Direction:
In the stretch of the records below, from the line containing "In this exercise you will tag the bicycle frame" through the end of the records, substitute "signpost" for "bollard". Write out only those lines again, leaving everything else unchanged.

Start

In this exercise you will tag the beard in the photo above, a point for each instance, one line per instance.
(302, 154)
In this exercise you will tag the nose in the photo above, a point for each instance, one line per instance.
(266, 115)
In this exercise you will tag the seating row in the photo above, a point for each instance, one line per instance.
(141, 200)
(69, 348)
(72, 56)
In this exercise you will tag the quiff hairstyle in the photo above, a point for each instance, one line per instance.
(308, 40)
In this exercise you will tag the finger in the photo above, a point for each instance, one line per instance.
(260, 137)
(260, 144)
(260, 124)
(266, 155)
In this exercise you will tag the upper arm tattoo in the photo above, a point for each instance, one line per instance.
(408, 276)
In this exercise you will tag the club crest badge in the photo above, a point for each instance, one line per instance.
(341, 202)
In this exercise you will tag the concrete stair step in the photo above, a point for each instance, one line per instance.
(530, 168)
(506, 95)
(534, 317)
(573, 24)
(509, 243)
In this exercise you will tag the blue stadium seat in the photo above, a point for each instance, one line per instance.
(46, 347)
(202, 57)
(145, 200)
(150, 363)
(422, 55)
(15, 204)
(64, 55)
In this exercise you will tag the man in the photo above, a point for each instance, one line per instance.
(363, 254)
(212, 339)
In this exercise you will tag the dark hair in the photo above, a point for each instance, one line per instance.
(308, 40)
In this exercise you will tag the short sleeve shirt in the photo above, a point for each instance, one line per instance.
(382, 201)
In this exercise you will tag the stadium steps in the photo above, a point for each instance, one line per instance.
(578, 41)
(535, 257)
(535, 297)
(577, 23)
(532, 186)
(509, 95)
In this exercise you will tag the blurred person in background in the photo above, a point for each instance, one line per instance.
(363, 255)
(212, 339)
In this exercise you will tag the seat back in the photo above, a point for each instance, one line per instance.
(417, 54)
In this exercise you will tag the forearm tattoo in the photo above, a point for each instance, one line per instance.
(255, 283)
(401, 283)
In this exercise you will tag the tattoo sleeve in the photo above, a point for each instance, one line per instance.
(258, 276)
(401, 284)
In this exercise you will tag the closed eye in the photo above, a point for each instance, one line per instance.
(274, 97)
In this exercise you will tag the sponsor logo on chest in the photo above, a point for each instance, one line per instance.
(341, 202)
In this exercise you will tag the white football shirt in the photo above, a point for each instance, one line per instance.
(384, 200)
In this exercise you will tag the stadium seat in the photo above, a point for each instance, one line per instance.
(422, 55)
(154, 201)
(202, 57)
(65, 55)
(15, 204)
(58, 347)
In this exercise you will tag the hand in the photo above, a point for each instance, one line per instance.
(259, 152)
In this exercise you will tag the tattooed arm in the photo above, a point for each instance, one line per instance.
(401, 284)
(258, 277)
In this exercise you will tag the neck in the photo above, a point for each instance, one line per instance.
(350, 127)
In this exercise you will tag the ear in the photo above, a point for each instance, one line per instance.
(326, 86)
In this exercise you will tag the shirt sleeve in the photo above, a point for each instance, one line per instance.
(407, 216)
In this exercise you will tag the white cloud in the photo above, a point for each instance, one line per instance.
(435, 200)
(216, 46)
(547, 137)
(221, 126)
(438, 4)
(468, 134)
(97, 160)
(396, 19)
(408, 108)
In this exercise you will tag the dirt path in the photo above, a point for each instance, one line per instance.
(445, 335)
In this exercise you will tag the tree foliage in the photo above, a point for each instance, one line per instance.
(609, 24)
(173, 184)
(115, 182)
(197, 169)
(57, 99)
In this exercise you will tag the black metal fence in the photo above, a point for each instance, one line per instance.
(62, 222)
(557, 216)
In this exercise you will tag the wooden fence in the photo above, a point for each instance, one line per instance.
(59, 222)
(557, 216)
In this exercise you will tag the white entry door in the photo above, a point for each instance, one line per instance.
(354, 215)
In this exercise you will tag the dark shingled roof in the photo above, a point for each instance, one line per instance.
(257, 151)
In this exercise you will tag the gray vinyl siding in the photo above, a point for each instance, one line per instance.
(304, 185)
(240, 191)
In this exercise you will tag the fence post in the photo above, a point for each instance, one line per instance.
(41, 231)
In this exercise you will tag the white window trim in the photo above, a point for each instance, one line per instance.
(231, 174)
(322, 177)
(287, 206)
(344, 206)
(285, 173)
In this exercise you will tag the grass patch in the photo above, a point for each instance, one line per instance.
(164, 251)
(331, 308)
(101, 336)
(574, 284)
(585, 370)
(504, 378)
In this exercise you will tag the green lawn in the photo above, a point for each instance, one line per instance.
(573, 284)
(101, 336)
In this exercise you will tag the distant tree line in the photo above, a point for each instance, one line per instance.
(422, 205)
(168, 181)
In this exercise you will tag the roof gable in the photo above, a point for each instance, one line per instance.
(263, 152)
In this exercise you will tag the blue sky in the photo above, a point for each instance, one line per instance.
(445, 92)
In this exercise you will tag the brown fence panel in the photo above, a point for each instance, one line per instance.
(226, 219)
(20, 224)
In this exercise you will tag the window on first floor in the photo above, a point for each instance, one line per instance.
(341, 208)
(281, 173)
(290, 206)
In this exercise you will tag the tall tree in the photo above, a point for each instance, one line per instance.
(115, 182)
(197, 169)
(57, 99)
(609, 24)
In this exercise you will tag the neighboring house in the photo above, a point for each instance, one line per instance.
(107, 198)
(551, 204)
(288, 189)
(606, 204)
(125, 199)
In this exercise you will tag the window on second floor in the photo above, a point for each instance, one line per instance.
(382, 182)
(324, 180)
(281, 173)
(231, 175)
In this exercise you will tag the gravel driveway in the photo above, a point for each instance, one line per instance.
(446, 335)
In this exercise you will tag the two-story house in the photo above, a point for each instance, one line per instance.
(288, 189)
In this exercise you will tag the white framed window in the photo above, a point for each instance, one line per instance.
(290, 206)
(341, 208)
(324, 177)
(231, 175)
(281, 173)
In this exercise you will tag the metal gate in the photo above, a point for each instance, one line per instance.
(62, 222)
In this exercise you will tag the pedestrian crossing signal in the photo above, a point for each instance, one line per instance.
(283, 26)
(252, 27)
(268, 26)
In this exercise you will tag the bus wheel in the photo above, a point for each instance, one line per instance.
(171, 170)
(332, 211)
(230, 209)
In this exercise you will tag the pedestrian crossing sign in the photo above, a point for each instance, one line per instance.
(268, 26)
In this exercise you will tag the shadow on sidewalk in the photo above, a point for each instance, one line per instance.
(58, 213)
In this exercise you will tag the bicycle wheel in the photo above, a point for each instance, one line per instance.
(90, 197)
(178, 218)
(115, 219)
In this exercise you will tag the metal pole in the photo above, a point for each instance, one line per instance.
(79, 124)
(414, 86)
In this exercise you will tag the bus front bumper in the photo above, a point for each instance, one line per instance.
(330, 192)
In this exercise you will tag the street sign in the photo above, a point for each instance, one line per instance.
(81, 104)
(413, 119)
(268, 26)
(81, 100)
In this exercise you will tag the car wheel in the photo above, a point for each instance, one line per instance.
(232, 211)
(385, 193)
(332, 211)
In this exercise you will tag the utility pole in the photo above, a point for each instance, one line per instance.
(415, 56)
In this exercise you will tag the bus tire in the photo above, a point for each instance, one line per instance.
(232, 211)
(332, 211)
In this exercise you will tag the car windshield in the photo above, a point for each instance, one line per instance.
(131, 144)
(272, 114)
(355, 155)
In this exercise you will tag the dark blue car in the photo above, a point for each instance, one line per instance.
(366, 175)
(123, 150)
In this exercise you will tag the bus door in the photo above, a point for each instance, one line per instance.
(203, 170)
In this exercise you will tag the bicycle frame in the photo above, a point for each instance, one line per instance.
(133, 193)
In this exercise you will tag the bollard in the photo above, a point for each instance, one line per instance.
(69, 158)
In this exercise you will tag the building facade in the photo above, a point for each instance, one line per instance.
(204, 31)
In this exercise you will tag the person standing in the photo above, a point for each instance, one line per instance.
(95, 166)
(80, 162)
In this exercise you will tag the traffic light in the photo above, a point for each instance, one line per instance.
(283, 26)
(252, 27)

End

Worked solution:
In this exercise you will tag the bicycle frame in the photo above, a point for each instance, one line per instance.
(133, 193)
In this exercise you will tag the signpost in the photo above, a point for each instance, one line per instance.
(69, 158)
In this exercise you will tag the building facade in the photo above, a point for each instance, one line per instance.
(204, 31)
In this exercise you will tag the person standing in the photo above, a point for each instance, one line per instance.
(95, 166)
(80, 162)
In this exercise you will tag the traffic light in the photo above, a point for each instance, one line per instance.
(283, 26)
(252, 27)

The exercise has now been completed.